Annotated coordinate records:
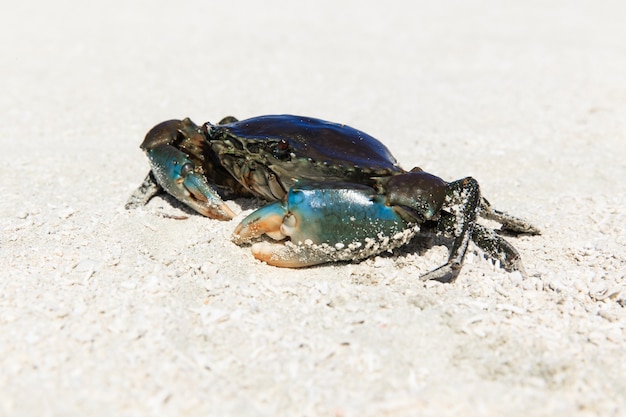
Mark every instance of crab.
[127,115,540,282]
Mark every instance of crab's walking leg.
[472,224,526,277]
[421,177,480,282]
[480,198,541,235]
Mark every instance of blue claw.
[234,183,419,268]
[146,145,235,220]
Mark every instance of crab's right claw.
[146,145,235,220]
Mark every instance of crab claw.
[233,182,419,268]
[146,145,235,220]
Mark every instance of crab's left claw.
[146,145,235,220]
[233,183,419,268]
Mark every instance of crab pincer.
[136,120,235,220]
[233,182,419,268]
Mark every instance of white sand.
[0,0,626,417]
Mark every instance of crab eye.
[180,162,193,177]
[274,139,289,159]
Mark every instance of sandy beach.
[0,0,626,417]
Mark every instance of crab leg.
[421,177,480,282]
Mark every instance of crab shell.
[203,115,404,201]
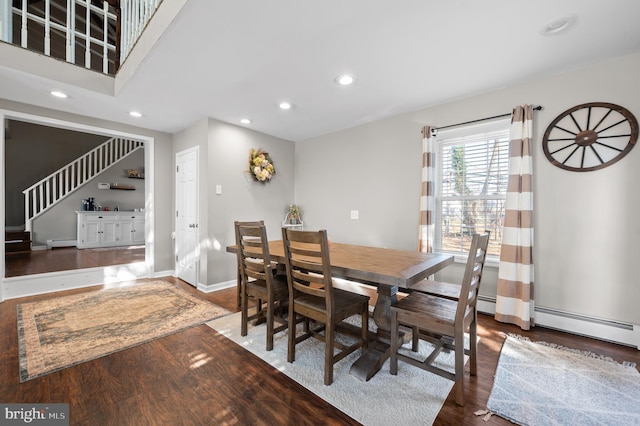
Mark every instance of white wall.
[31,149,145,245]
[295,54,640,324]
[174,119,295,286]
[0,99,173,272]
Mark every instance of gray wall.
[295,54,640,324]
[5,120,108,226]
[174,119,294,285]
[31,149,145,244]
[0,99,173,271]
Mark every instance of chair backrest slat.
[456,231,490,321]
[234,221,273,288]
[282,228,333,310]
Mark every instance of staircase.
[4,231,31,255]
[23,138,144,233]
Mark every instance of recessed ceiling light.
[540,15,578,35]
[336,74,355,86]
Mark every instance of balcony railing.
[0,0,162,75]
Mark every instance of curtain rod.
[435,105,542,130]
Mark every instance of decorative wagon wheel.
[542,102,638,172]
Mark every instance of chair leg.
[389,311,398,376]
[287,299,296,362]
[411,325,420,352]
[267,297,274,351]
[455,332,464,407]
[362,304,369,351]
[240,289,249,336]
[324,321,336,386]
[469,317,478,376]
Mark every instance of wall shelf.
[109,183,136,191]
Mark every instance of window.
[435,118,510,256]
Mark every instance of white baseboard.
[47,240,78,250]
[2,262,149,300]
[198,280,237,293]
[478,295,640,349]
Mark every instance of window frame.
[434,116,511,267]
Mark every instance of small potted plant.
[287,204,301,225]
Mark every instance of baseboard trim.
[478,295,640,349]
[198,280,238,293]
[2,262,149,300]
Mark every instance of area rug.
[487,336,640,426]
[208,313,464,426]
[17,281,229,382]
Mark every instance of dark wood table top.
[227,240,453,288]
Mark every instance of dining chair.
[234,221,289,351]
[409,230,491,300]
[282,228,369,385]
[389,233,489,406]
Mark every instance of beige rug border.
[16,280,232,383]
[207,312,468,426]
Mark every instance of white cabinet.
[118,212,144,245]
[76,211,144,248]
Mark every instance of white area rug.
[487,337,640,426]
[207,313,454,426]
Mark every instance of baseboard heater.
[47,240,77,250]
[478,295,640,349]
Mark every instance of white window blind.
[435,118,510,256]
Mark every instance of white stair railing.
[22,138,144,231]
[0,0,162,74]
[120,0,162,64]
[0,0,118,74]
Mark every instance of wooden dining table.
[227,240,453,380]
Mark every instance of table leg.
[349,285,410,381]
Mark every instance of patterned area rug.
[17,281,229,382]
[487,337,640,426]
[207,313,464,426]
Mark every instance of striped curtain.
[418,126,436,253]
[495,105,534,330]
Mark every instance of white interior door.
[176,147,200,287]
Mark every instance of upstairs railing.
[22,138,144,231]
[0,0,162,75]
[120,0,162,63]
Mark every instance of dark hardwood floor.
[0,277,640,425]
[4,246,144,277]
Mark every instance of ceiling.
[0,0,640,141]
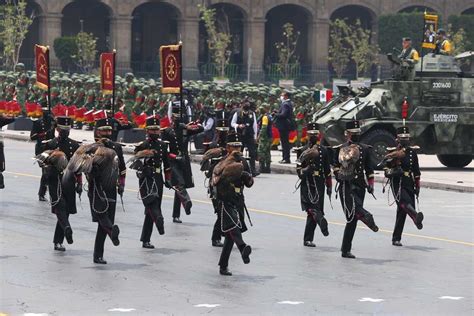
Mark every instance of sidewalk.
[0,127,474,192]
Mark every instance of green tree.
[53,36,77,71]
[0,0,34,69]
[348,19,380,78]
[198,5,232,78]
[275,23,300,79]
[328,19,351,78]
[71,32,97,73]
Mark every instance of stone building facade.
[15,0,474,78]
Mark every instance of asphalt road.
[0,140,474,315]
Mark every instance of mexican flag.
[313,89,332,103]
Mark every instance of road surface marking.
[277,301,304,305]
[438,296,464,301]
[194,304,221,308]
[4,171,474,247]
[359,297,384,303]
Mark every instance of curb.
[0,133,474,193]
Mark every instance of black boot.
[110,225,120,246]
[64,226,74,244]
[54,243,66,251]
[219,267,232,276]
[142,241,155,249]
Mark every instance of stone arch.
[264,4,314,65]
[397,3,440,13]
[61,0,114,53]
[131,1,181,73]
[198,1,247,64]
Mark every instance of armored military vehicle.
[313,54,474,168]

...

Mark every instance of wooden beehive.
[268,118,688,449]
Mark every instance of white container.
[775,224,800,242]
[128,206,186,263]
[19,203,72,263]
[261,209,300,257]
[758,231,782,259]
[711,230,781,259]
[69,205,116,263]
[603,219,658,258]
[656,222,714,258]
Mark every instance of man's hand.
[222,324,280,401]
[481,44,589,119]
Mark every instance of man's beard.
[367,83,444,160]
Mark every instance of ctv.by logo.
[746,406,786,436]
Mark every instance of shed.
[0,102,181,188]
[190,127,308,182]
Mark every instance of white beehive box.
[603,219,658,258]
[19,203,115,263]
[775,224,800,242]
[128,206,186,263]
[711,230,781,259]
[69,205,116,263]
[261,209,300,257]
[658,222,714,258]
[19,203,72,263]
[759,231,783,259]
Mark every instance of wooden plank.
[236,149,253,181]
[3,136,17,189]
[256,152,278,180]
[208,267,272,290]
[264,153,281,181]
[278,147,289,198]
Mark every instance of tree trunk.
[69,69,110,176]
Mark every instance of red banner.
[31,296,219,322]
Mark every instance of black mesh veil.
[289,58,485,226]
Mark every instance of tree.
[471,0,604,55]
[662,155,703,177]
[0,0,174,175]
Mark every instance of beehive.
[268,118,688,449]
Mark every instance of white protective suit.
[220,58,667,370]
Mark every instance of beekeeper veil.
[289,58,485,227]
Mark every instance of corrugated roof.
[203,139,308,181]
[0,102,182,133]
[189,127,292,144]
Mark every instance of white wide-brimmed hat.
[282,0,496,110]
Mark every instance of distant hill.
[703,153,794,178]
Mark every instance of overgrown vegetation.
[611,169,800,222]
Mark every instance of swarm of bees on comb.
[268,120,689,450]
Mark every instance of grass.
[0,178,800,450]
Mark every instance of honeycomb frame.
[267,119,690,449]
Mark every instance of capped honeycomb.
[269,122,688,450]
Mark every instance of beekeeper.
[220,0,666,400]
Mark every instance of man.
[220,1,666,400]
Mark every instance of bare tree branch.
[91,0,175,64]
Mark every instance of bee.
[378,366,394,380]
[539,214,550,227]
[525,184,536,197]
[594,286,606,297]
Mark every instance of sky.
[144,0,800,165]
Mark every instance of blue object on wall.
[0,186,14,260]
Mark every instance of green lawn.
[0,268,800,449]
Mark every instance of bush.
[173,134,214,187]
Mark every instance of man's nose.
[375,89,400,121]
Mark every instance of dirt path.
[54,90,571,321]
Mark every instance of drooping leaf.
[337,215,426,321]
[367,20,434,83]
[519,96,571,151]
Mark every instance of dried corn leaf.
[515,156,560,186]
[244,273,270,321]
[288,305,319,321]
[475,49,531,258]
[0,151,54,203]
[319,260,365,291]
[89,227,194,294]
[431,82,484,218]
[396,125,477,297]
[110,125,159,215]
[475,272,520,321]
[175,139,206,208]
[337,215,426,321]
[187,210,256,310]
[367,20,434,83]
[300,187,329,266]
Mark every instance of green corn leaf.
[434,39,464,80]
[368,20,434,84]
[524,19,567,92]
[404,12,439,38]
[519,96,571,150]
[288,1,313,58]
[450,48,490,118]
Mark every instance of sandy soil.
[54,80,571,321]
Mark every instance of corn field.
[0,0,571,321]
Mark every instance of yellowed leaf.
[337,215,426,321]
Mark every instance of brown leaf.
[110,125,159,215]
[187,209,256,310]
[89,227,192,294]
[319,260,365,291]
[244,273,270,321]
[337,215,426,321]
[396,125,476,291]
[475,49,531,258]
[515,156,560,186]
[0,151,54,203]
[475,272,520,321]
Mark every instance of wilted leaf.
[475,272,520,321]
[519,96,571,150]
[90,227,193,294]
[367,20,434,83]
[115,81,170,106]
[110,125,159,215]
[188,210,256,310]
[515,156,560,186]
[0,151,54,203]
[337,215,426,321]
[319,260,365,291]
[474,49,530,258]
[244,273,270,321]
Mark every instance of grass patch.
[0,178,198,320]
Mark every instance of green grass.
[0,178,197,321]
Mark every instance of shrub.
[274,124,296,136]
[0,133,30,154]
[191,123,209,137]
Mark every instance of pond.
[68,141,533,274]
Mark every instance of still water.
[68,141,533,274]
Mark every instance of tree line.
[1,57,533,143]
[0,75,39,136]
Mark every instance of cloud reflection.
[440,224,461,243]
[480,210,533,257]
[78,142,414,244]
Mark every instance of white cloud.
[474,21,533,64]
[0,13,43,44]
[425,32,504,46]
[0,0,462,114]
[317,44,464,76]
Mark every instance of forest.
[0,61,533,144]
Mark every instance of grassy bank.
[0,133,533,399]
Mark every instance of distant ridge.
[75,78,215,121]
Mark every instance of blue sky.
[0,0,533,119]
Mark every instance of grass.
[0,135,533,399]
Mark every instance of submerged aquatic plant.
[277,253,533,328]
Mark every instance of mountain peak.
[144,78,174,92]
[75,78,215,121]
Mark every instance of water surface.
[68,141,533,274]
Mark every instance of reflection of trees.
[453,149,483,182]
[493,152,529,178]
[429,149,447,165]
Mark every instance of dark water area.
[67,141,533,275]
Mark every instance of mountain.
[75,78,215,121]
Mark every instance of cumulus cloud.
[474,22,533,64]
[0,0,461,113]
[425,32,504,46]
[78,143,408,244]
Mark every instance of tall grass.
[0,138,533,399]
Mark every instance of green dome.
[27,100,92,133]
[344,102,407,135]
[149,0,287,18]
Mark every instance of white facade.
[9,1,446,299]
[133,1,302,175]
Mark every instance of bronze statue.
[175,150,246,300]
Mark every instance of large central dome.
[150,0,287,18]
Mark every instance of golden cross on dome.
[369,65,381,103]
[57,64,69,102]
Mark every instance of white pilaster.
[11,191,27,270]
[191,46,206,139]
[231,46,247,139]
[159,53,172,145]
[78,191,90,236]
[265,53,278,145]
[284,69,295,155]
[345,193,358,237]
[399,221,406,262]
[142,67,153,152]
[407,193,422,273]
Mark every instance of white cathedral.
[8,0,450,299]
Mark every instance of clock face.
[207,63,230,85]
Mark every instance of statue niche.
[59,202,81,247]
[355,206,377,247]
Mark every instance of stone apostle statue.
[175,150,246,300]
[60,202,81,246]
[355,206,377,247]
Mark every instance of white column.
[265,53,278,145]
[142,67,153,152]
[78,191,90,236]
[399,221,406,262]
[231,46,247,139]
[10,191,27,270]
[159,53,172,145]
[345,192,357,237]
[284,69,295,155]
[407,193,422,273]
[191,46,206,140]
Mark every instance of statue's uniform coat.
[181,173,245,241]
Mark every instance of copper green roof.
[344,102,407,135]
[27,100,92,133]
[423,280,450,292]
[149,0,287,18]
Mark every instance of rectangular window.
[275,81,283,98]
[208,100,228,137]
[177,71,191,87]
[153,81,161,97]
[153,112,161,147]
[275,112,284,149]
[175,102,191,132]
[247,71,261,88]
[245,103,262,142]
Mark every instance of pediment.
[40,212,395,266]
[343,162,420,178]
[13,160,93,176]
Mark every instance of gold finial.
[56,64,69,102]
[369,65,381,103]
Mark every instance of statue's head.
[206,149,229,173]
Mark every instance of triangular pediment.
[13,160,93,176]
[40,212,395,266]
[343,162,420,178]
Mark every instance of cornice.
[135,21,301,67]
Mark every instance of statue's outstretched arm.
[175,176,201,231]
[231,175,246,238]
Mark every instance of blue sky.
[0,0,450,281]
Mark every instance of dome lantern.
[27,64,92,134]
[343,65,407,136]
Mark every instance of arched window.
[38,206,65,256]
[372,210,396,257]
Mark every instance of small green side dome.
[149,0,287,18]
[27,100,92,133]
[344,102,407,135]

# What this task involves
State how many lines of the listing above contain the word "wall", counting case as significant. Give only the number.

# Worked solution
4